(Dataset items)
-------
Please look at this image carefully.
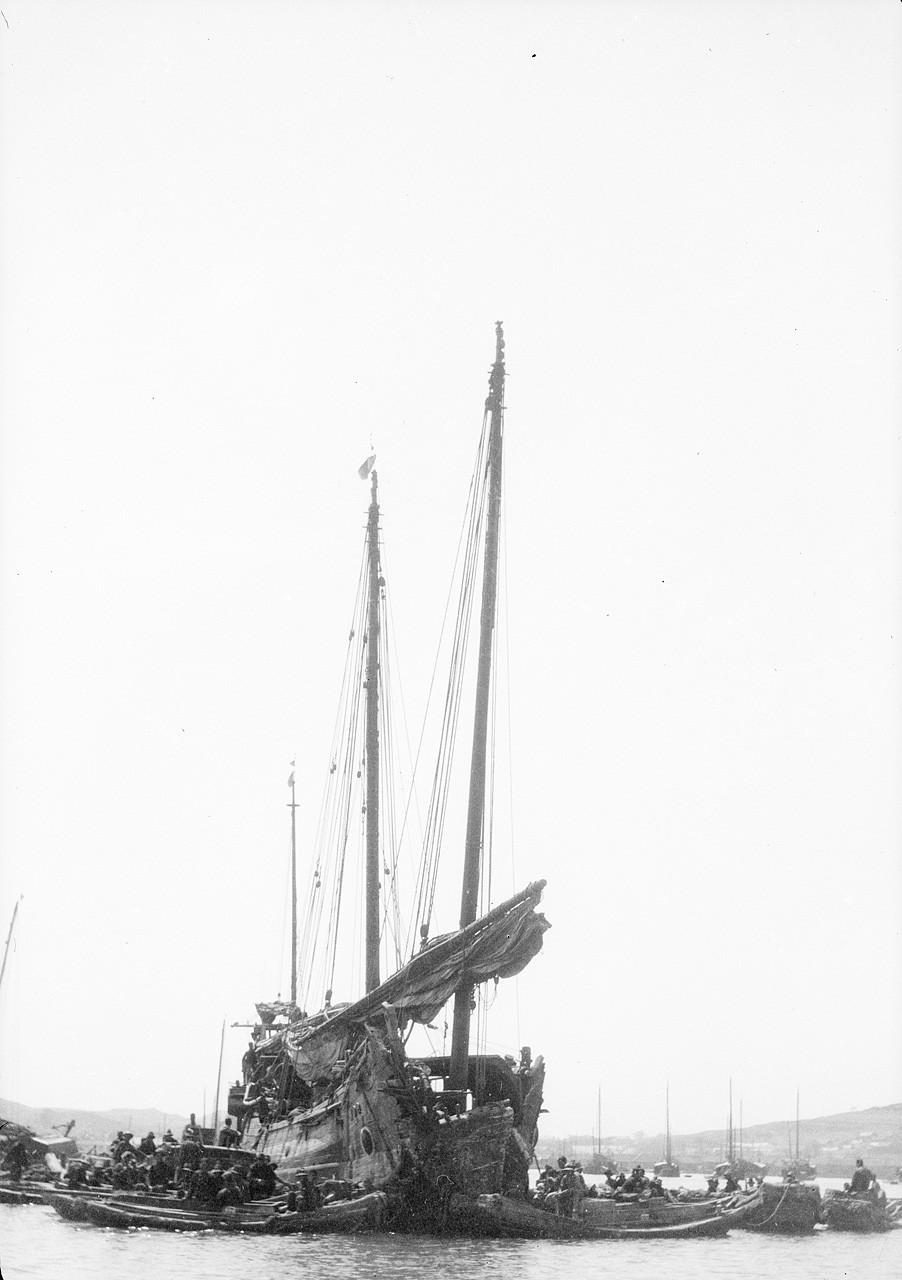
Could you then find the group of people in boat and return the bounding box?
[532,1157,673,1216]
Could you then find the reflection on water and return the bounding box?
[1,1200,900,1280]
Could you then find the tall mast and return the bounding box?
[364,470,381,993]
[288,766,298,1004]
[449,322,506,1095]
[728,1078,734,1162]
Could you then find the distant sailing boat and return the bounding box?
[653,1084,680,1177]
[228,326,549,1228]
[781,1090,817,1180]
[716,1080,766,1180]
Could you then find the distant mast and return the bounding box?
[0,897,22,993]
[364,470,381,993]
[665,1083,672,1166]
[796,1087,800,1160]
[449,323,506,1095]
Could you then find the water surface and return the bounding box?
[2,1198,901,1280]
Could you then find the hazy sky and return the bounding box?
[1,1,900,1143]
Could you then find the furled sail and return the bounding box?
[264,881,549,1085]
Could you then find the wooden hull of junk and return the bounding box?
[234,882,549,1227]
[467,1189,762,1239]
[737,1180,822,1232]
[72,1191,389,1233]
[823,1190,901,1232]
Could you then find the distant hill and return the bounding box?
[538,1102,902,1177]
[0,1098,189,1151]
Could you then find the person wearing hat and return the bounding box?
[138,1131,156,1157]
[849,1158,874,1195]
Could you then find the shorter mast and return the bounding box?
[665,1083,672,1165]
[364,470,381,993]
[212,1019,225,1139]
-------
> _How to complete this task_
Drop the pictures and reproduce the rest of the entries above exactly.

> _Result of the task_
Please look at this image carefully.
Could you then find the group of people in boat and return the bounding box?
[532,1157,673,1216]
Could you then find the reflection on water and return the bounding box?
[1,1200,900,1280]
Could you then find the tall mast and return the bounding box?
[364,470,381,993]
[288,766,298,1004]
[449,322,506,1095]
[728,1078,734,1162]
Could you then find the distant sailing boat and return the bounding box?
[653,1084,680,1177]
[228,326,549,1228]
[781,1090,817,1180]
[716,1080,766,1180]
Could you then find the distant mast and return the bounding box?
[0,897,22,993]
[364,470,381,993]
[665,1083,672,1166]
[796,1087,800,1160]
[449,323,506,1095]
Could you then find the water surface and return the bounding box?
[2,1198,901,1280]
Could you then find the hazy sky and return the bounding box?
[1,1,900,1143]
Could you then find the furled sail and return the bounding box?
[264,881,549,1085]
Could you then find the wooden hull of junk and return the bounding box?
[234,882,549,1227]
[467,1189,762,1239]
[737,1180,822,1232]
[72,1191,389,1233]
[823,1190,901,1232]
Could you then find the distant hill and return the bounding box?
[538,1102,902,1177]
[0,1098,189,1151]
Could you then find the person wearing hat and return the bounding box?
[138,1131,156,1157]
[849,1158,874,1195]
Could you then find the shorter mast and return the bounding box?
[665,1083,672,1165]
[364,470,381,993]
[212,1019,225,1139]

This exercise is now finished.